* Document *
----------------------------------------

Anywho, just thought I would rant a bit. On another note, one of my kids threw the coolest tantrum I have ever witnessed a child throw. She is a three year old girl named, Honon and she is one of the cutest kids that I teach. She is adorable and has a very funny personality to match the size of her chipmunk cheeks. Now having said that, this kid has a temper and the weirdest things set her off. Yesterday, she was building a tower out of blocks with me. I can always make these really big towers by balancing the blocks and she loves to see how high I can make them. My all-time record for highest tower made from single one inch thick by several inches tall blocks stacked end to end is just over five feet, by the way. Anywho, she was getting frustrated that she could not make a tower as tall as the ones that I was building. She would put a block up and then another and it would tip over. With each tower, she grew more and more angry and I kept letting her build because I wanted to see what she was going to do. After a few towers, each time one fell she whimpered a little bit. Pretty soon, I had to sit her in my lap to calm her down. I was finding all of this entertaining, as were the rest of the students who are older than Honon. Finally, after a series of failed towers she let out a scream, stood up from my lap, picked up the basket of blocks, dumped all of them out on the floor, threw the plastic basket, and then seeing that the blocks were not scattered as far as she would have liked, kicked the pile of them to make sure that her trail of destruction spread far and wide. The coolest part of the fit was the look in her eyes. This was not an infantile spat in which she lost control of her temper, she had control and knew exactly what she was doing throughout each segment of her outburst. She was calculating all of it behind those squinty brown eyes of hers and you could just see that her mind was screaming, "Screw this, screw these damned blocks, and screw you all for laughing at me". To her dismay, I could not help but to laugh out loud at the mess she had created; it was just too funny. Little scenes like that make me never want kids, while at the same time making me wish I had a couple of my own.

Children are just odd and wondrous creatures.

Tuesday, November 14, 2006

Time In Overdrive

It really just hit me that Christmas is in a month and a half, that I have been in Japan for almost a year, that if I were celebrating Thanksgiving, it would be in a couple of weeks, and my brother turns 21 this weekend. Time is zooming by.

Not celebrating Thanksgiving makes Christmas seem really close. Usually, you have that buffer zone between Thanksgiving and Christmas to really soak up that holiday cheer and or homocidal thoughts as your stuck in a mall parking lot for two hours because 10,000 other people decided to go to the mall the same time as you and leave exactly when you wanted to as well. Wow, that was a good example of a run-on sentence kids. But its true, the holiday season has its own niche in time and not celebrating Thanksgiving messes up that space time continuum for me. I think I am going to decorate or do something holiday-ish on Thanksgiving just so it feels like I am starting the holiday season.

As for my brother turning 21, that seems odd too. On one hand, it doesn't seem like he's hung around for the past 21 years. On the other, he has his act together a lot more than I did when I was 21. My brother doesn't talk as much as me and that has always made him seem more mature in my eyes; or maybe its just that I talk all the time and when I can't talk to someone, I type on here. So basically, I never shut up. Maybe my brother and time are just normal and I am the one in overdrive. There might be something to that thought.

----------------------------------------

* Task brief *
Write out the part of the blog post that begins at the words "Time In Overdrive" and stops after "is zooming by.", word for word. The records that come next are from a separate source, not from the blog post.

----------------------------------------

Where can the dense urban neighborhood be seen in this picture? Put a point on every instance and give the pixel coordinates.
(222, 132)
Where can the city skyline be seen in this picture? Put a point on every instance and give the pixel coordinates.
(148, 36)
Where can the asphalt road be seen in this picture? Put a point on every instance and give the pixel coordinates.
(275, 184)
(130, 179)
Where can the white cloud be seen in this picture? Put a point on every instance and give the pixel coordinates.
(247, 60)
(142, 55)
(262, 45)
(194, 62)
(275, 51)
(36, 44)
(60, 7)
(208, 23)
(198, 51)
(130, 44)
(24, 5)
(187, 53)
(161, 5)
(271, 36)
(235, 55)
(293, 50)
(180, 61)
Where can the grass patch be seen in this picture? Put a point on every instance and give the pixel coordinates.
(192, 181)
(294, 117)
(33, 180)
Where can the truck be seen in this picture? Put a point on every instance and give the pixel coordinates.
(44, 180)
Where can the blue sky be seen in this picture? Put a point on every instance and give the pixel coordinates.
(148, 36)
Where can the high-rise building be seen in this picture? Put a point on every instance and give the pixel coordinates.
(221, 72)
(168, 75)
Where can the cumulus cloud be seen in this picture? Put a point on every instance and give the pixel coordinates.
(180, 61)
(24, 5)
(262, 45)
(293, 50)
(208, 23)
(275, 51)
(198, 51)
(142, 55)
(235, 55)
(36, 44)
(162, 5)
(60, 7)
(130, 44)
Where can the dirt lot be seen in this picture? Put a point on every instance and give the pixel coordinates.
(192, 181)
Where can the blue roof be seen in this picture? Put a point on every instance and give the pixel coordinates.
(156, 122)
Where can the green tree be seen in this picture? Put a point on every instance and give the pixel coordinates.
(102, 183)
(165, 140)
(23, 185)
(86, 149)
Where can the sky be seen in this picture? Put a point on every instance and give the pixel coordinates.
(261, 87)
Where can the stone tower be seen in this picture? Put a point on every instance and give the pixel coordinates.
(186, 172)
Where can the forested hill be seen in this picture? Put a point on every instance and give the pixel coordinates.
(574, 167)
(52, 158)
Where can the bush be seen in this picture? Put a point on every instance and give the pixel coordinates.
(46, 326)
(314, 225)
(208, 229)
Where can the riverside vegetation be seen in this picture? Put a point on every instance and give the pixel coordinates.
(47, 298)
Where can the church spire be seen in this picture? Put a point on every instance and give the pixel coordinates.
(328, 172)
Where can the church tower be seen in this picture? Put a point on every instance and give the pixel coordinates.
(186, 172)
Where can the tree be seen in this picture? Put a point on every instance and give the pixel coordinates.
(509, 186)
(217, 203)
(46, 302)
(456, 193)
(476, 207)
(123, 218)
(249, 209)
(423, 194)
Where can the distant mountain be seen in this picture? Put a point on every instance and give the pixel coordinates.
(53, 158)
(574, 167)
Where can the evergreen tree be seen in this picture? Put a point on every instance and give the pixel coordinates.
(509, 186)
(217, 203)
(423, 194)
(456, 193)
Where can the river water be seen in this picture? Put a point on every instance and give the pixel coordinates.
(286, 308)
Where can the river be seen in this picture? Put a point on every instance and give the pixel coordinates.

----------------------------------------

* Result *
Time In Overdrive

It really just hit me that Christmas is in a month and a half, that I have been in Japan for almost a year, that if I were celebrating Thanksgiving, it would be in a couple of weeks, and my brother turns 21 this weekend. Time is zooming by.